Dennis Fetterly, Maya Haridasan, Michael Isard, and Swaminathan Sundararaman
15 June 2011
This paper describes TidyFS, a simple and small distributed file system that provides the abstractions necessary for data parallel computations on clusters. In recent years there has been an explosion of interest in computing using clusters of commodity, shared nothing computers. Frequently the primary I/O workload for such clusters is generated by a distributed execution engine such as MapReduce, Hadoop or Dryad, and is high-throughput, sequential, and read-mostly. Other large-scale distributed file systems have emerged to meet these workloads, notably the Google File System (GFS) and the Hadoop Distributed File System (HDFS). TidyFS differs from these earlier systems mostly by being simpler. The system avoids complex replication protocols and read/write code paths by exploiting properties of the workload such as the absence of concurrent writes to a file by multiple clients, and the existence of end-to-end fault tolerance in the execution engine. We describe the design of TidyFS and report some of our experiences operating the system over the past year for a community of a few dozen users. We note some advantages that stem from the system's simplicity and also enumerate lessons learned from our design choices that point out areas for future development.
In Proceedings of the USENIX Annual Technical Conference (USENIX'11)

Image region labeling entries
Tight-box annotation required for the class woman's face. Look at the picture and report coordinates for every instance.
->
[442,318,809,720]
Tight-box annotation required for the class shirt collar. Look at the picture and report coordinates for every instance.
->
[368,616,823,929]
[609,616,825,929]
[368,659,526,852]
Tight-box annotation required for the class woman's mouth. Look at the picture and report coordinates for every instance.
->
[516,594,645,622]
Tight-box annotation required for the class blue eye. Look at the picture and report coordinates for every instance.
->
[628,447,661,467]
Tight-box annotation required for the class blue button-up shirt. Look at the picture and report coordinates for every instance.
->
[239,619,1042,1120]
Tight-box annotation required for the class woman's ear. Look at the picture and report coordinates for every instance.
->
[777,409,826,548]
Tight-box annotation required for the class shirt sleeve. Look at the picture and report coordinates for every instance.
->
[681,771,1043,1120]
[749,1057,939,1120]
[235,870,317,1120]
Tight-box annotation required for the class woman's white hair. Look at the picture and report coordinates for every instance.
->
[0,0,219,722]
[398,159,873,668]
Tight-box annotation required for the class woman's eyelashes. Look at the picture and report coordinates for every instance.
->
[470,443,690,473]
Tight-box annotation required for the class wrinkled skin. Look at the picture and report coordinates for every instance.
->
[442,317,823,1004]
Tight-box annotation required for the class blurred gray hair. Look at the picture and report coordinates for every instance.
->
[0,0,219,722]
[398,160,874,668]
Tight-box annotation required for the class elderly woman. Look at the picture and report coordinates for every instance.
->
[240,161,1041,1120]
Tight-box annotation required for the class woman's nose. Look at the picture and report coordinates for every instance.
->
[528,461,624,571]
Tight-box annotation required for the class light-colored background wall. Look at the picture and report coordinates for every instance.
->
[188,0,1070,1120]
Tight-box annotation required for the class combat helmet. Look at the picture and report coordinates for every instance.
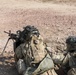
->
[66,36,76,51]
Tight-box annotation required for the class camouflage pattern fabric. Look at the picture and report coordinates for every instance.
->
[15,35,54,75]
[68,68,76,75]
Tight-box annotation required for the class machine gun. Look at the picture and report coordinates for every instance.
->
[1,30,19,56]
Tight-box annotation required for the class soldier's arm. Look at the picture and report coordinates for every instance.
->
[52,53,65,64]
[15,44,23,60]
[62,54,69,66]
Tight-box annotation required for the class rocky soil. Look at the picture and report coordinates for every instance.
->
[0,0,76,75]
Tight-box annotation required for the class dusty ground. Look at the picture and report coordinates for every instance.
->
[0,0,76,75]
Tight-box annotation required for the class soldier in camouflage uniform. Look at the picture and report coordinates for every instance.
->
[52,36,76,75]
[15,26,54,75]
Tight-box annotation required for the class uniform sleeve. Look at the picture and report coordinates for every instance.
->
[52,53,64,64]
[62,54,69,66]
[15,45,23,59]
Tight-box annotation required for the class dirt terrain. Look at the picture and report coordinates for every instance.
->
[0,0,76,75]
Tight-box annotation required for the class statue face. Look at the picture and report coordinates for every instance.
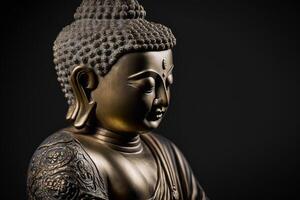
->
[91,50,174,133]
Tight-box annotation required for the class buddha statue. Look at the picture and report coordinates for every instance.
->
[27,0,207,200]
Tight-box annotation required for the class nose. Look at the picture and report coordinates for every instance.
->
[153,86,169,107]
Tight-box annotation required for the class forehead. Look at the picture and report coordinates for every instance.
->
[112,50,173,76]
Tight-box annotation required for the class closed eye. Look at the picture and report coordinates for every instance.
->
[128,77,155,94]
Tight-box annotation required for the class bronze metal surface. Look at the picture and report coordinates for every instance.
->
[27,0,207,200]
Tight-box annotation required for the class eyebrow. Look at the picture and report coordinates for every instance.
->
[167,64,174,75]
[128,69,160,80]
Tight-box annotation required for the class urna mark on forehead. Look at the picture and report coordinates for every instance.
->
[113,49,174,79]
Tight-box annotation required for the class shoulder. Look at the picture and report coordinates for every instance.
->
[27,131,108,199]
[142,133,178,150]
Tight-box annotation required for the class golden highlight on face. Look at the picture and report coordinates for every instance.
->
[91,50,174,132]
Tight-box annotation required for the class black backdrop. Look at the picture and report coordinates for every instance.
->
[0,0,300,200]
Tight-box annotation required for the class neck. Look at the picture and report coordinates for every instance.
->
[93,128,143,153]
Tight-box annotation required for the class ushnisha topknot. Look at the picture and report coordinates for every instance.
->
[53,0,176,104]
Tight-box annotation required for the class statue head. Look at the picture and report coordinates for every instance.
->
[53,0,176,132]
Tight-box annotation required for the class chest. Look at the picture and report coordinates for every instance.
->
[102,147,158,200]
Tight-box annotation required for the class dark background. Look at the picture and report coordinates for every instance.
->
[0,0,300,200]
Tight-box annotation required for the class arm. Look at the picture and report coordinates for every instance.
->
[27,132,108,200]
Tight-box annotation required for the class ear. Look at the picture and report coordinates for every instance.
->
[66,66,98,129]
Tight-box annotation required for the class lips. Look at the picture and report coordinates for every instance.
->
[147,108,166,121]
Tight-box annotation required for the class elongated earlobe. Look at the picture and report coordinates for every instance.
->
[66,66,98,129]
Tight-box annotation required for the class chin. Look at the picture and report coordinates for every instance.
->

> _YOUR TASKS_:
(a) Answer these questions about the TidyFS summary:
(i) In which proceedings did the paper appear?
(ii) Which two earlier large-scale distributed file systems does it name?
(iii) For how long, and for how large a community, was the system operated?
(b) In the entries, replace "coordinates" with "positions" throughout the part that opens with the line containing "Tight-box annotation required for the class woman's ear." and closes with the line containing "[470,443,690,473]", leaving everything else unchanged. Return only those lines.

> _COMPLETED EXERCISE_:
(a)
(i) The Proceedings of the USENIX Annual Technical Conference (USENIX'11).
(ii) The Google File System (GFS) and the Hadoop Distributed File System (HDFS).
(iii) Over the past year, for a community of a few dozen users.

(b)
Tight-box annotation required for the class woman's ear. Look at the picture and report positions for every instance.
->
[777,409,826,548]
Tight-box annotation required for the class shirt sleeve. Look at the picture and report positions for every instance.
->
[681,771,1043,1120]
[749,1057,939,1120]
[235,870,317,1120]
Tight-box annotation required for the class woman's white hair. Look at the picture and report positions for every instance.
->
[0,0,219,722]
[398,159,873,668]
Tight-box annotation required for the class woman's eyelashes. Look at the picture and report positions for every instance.
->
[470,443,690,473]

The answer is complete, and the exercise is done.